> DOCUMENT EXTRACT

========================

This was a brilliant film. Of course, I love love love Jesse Eisenberg (even if he played a total dinkaballs in the movie) so that was a plus as well. Watching it seriously made me want to disable my FB page, just on principle. The supporting cast was great, Justin Timberlake was a standout. It boggles the mind how huge FB has become, and just how rich Mark Zukerberg must be. A definite must see.

An American in Paris

A classic 50s masterpiece. Gene Kelly is suberb, his French co-star a magnificent dancer. Apparently Gene Kelly choreographed the entire movie. Loosely based on Irving Berlin's tone poem An American in Paris (written when he lived there in the 20s), the story is a bit fantastical (as most musicals are) but really wonderful. A film for the best of list.

Food Inc

Documentary about food production in the US (but can be applied to most industrial nations) and the corporations behind it. There is a whole sections on GMOs, specifically on the very evil corporation, Monsanto. I saw another documentary, The Fight For True Farming that details a prolific case of a Saskatchewan farmer vs. Monsanto. I also want to see the documentary The Corporation, to complete the full circle. There is so much to take in, but I believe we can make small, but important choices, to make sure the food we eat is local, ethical and, most importantly, tasty.

========================

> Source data
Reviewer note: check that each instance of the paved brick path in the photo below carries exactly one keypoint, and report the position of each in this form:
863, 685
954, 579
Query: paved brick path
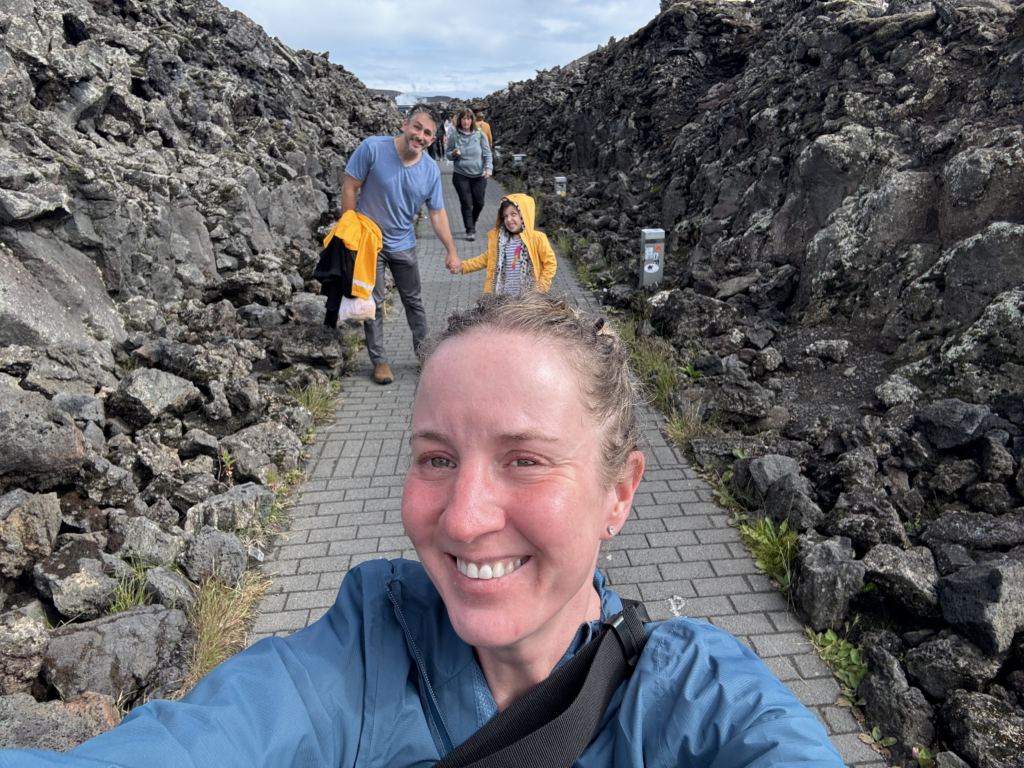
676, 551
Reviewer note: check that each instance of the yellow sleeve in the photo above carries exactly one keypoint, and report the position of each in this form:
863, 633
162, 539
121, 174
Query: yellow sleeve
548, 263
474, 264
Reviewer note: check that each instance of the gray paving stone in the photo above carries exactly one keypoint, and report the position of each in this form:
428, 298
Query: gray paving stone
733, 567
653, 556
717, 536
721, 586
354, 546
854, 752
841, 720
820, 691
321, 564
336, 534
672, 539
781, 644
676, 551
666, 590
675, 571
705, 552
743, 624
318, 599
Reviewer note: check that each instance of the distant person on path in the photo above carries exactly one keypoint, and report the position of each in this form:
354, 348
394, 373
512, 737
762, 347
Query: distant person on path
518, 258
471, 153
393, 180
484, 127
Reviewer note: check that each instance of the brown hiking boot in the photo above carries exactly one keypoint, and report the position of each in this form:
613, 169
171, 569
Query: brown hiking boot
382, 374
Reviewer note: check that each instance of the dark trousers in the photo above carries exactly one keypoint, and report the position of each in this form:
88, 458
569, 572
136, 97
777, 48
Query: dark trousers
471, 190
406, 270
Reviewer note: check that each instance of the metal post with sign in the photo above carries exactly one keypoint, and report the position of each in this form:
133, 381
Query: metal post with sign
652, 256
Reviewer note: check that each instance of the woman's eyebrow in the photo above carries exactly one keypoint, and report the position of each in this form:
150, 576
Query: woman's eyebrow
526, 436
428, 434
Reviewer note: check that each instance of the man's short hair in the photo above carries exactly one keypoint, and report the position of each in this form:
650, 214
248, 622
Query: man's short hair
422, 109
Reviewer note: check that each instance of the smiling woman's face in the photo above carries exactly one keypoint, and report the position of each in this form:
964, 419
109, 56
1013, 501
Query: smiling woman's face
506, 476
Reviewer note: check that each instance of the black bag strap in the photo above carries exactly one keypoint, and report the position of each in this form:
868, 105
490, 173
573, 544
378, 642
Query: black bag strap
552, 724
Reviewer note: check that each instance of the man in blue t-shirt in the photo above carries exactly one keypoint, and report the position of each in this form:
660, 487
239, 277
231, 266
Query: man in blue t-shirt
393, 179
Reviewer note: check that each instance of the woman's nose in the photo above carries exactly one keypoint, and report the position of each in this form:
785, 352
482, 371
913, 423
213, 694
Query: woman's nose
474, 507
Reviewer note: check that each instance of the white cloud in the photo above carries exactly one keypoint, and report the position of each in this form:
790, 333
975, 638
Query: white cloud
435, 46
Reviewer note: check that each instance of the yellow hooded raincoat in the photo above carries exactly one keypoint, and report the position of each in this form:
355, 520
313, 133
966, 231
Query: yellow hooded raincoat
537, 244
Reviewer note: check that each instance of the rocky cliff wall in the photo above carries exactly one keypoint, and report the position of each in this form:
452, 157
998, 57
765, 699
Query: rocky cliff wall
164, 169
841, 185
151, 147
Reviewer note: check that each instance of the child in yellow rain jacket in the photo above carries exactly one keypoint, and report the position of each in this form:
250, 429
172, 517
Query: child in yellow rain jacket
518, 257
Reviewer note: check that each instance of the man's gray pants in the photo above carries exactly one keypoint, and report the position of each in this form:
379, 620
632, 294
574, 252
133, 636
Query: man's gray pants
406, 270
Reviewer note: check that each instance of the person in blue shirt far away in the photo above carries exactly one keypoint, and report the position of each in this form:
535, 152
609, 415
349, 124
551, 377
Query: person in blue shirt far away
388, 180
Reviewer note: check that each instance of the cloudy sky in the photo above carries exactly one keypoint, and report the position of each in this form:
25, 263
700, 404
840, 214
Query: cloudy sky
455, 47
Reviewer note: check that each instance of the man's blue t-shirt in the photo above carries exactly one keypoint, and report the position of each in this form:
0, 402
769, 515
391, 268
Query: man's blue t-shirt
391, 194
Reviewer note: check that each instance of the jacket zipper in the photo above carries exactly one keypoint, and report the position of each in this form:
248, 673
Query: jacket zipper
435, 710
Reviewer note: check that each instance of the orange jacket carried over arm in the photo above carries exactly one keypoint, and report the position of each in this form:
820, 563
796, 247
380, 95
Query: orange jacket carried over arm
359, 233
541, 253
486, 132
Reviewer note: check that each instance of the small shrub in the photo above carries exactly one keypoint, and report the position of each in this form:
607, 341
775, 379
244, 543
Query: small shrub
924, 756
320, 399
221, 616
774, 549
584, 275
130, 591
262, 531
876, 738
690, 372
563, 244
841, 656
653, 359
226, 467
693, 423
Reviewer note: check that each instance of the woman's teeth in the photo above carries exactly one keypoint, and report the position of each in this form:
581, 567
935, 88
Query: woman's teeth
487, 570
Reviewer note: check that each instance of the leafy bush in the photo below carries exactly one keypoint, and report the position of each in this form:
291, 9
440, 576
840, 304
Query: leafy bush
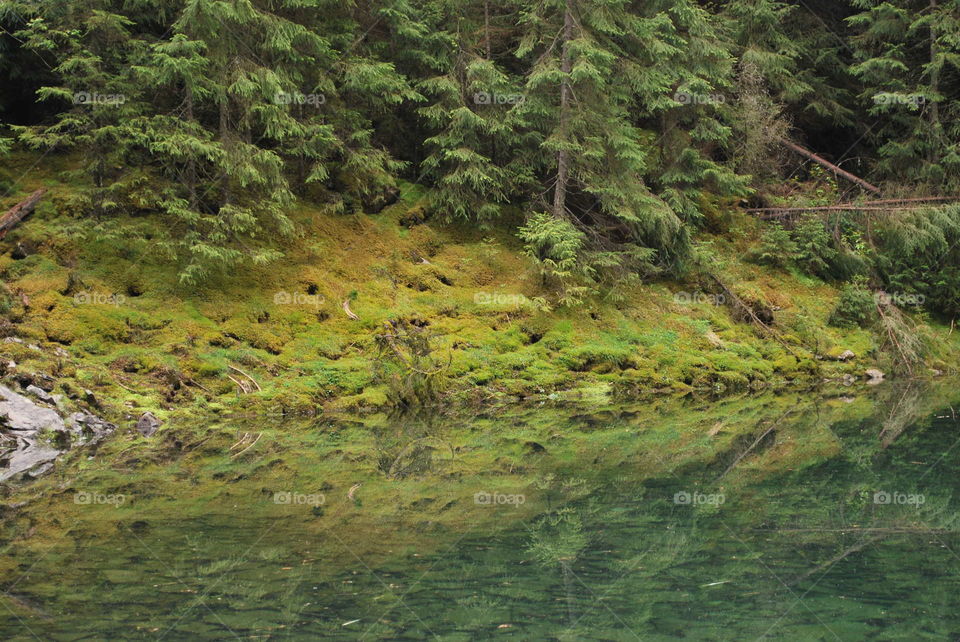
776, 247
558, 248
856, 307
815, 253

========================

> ABOUT THIS EXERCISE
Reproduce the passage of the film reviews that begins at the words "Documentary about food" and stops after "most importantly, tasty.". None of the entries are needed for this work.

> THE COMPLETED TASK
Documentary about food production in the US (but can be applied to most industrial nations) and the corporations behind it. There is a whole sections on GMOs, specifically on the very evil corporation, Monsanto. I saw another documentary, The Fight For True Farming that details a prolific case of a Saskatchewan farmer vs. Monsanto. I also want to see the documentary The Corporation, to complete the full circle. There is so much to take in, but I believe we can make small, but important choices, to make sure the food we eat is local, ethical and, most importantly, tasty.